**SUPPLIED INFORMATION:**
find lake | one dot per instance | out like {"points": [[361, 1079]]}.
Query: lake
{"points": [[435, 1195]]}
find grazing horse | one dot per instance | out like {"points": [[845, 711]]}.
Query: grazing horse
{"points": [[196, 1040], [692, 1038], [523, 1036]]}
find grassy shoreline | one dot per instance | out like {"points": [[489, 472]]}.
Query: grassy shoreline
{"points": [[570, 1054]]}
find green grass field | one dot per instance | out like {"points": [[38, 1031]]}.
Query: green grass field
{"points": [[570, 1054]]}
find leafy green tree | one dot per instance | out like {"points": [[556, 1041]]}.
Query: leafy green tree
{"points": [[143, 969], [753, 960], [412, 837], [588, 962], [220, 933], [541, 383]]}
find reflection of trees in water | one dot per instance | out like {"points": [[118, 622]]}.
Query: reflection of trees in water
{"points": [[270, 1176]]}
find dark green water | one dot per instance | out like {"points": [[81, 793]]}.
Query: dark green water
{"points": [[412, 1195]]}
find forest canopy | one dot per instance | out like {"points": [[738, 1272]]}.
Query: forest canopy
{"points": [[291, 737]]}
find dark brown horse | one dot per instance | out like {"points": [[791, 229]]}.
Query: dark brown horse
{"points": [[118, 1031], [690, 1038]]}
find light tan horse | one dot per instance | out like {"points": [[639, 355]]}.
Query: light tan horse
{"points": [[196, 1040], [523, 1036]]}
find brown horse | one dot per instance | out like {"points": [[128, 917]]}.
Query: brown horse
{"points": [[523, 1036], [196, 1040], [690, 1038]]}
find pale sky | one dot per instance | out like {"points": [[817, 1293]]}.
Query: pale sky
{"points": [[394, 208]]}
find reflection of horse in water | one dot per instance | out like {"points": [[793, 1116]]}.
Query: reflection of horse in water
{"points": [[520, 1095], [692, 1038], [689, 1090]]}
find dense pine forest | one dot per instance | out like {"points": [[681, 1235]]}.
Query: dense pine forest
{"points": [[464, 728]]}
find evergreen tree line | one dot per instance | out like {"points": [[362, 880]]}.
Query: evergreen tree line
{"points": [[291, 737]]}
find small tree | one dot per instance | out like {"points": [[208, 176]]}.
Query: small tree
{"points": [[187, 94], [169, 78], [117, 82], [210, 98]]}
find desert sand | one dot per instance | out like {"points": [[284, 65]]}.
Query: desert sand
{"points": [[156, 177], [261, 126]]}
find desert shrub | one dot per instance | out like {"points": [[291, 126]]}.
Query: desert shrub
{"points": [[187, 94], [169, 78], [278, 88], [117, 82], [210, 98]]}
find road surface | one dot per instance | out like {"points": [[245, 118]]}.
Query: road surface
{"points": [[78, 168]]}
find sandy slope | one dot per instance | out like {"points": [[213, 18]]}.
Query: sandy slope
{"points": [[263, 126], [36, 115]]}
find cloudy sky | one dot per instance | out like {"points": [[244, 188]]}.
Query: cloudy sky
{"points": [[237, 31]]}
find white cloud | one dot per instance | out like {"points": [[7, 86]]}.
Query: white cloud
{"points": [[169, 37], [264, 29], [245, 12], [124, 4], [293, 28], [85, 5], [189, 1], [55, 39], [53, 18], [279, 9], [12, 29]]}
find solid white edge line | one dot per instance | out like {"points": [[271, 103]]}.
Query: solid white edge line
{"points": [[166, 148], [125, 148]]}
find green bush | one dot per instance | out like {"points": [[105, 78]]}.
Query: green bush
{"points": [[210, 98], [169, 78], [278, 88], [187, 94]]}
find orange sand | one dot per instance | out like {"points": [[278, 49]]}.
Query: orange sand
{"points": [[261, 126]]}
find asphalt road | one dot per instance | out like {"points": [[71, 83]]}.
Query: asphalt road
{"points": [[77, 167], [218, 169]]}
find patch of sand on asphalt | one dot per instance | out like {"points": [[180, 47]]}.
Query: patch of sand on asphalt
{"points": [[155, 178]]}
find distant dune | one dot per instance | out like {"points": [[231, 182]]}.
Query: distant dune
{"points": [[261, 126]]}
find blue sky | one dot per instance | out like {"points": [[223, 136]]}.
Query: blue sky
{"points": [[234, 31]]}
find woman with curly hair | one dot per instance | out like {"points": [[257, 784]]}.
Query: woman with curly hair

**PROBLEM TO WORK ON:** Each line of the data must be returned exactly.

**SOLUTION TO THIS TASK:**
find lake | one dot per instance | out like {"points": [[361, 1079]]}.
Query: lake
{"points": [[435, 1195]]}
find grazing horse | one dot per instance | out like {"points": [[845, 711]]}.
Query: grazing horse
{"points": [[196, 1040], [692, 1038], [523, 1036]]}
find grassy shoreline | one dot per instance | out like {"points": [[489, 472]]}.
Query: grassy shoreline
{"points": [[570, 1054]]}
find green grass field | one dot per instance | out like {"points": [[38, 1031]]}.
Query: green grass field
{"points": [[570, 1054]]}
find leafy green tree | one dot per instance | out like {"points": [[556, 1041]]}.
Query: leafy green tree
{"points": [[143, 969], [753, 960], [412, 837], [588, 962], [220, 933], [541, 383]]}
find reflection of trees in water | one dot per instance | out like {"points": [[118, 622]]}.
Query: reflection of trees in water
{"points": [[270, 1176]]}
find dark green water | one dot per instance | out like {"points": [[81, 793]]}.
Query: dark green water
{"points": [[412, 1195]]}
find forest canopy | one dot per instance | out like {"points": [[738, 1272]]}.
Query: forest canopy
{"points": [[291, 737]]}
find dark brown horse | one dot per instance | out like {"points": [[791, 229]]}.
Query: dark brown horse
{"points": [[118, 1031], [690, 1038]]}
find light tan horse | one dot per instance | out like {"points": [[639, 355]]}.
Query: light tan horse
{"points": [[196, 1040], [523, 1036]]}
find brown horse | one dot per instance | out like {"points": [[128, 917]]}.
Query: brown horse
{"points": [[523, 1036], [196, 1040], [690, 1038]]}
find pale sky | one dot per instance | out like {"points": [[817, 1293]]}.
Query: pale sky
{"points": [[394, 208]]}
find reflection of horse in water | one dot per instance | out like {"points": [[793, 1116]]}.
Query: reflection of horse in water
{"points": [[520, 1095], [692, 1038], [689, 1090]]}
find dense pine forest | one dot per instance | out like {"points": [[681, 1235]]}.
Query: dense pine forest
{"points": [[464, 728]]}
find evergreen tree line | one dot per instance | out like {"points": [[362, 880]]}.
Query: evergreen tree line
{"points": [[291, 737]]}
find small tree | one dot per instance | out like {"points": [[208, 176]]}.
Query: small tree
{"points": [[187, 94], [169, 78], [117, 82], [210, 98]]}
find desert sand | one dot per instance | out like {"points": [[284, 65]]}.
Query: desert sand
{"points": [[156, 177], [261, 126]]}
find desert shrub | one dot per instance | out like {"points": [[291, 126]]}.
Query: desert shrub
{"points": [[187, 94], [169, 78], [278, 88], [117, 82], [210, 98]]}
find road surface | one dot per instance | out like {"points": [[245, 118]]}.
Query: road surface
{"points": [[78, 168]]}
find sandy slope | one dot per instance | out like {"points": [[213, 18]]}.
Query: sandy slope
{"points": [[263, 126], [36, 115]]}
find cloudy sky | one dot per instance | out like {"points": [[244, 188]]}.
Query: cloudy sky
{"points": [[237, 31]]}
find white cloud | one dot per instance | out like {"points": [[7, 86]]}.
Query: white cloud
{"points": [[169, 37], [264, 29], [245, 12], [124, 4], [293, 28], [85, 5], [189, 1], [55, 39], [53, 18], [279, 9], [12, 29]]}
find solid white edge line | one dot per instance | out like {"points": [[271, 103]]}.
Query: solid white edge line
{"points": [[166, 148], [125, 148]]}
find green bush | one dot per instance | out like {"points": [[105, 78]]}.
Query: green bush
{"points": [[210, 98], [169, 78], [278, 88], [187, 94]]}
find orange sand | one dot per instance | out like {"points": [[278, 49]]}.
Query: orange sand
{"points": [[261, 126]]}
find asphalt road | one dot per instance | out like {"points": [[71, 83]]}.
Query: asphalt road
{"points": [[77, 167], [218, 169]]}
find patch of sand on asphalt | one dot per instance | out like {"points": [[180, 47]]}.
Query: patch of sand on asphalt
{"points": [[155, 178]]}
find distant dune | one dot per instance | out like {"points": [[231, 182]]}.
Query: distant dune
{"points": [[261, 126]]}
find blue sky | one dot per instance | out like {"points": [[223, 136]]}.
Query: blue sky
{"points": [[234, 31]]}
find woman with curly hair | one dot per instance | out like {"points": [[257, 784]]}.
Query: woman with curly hair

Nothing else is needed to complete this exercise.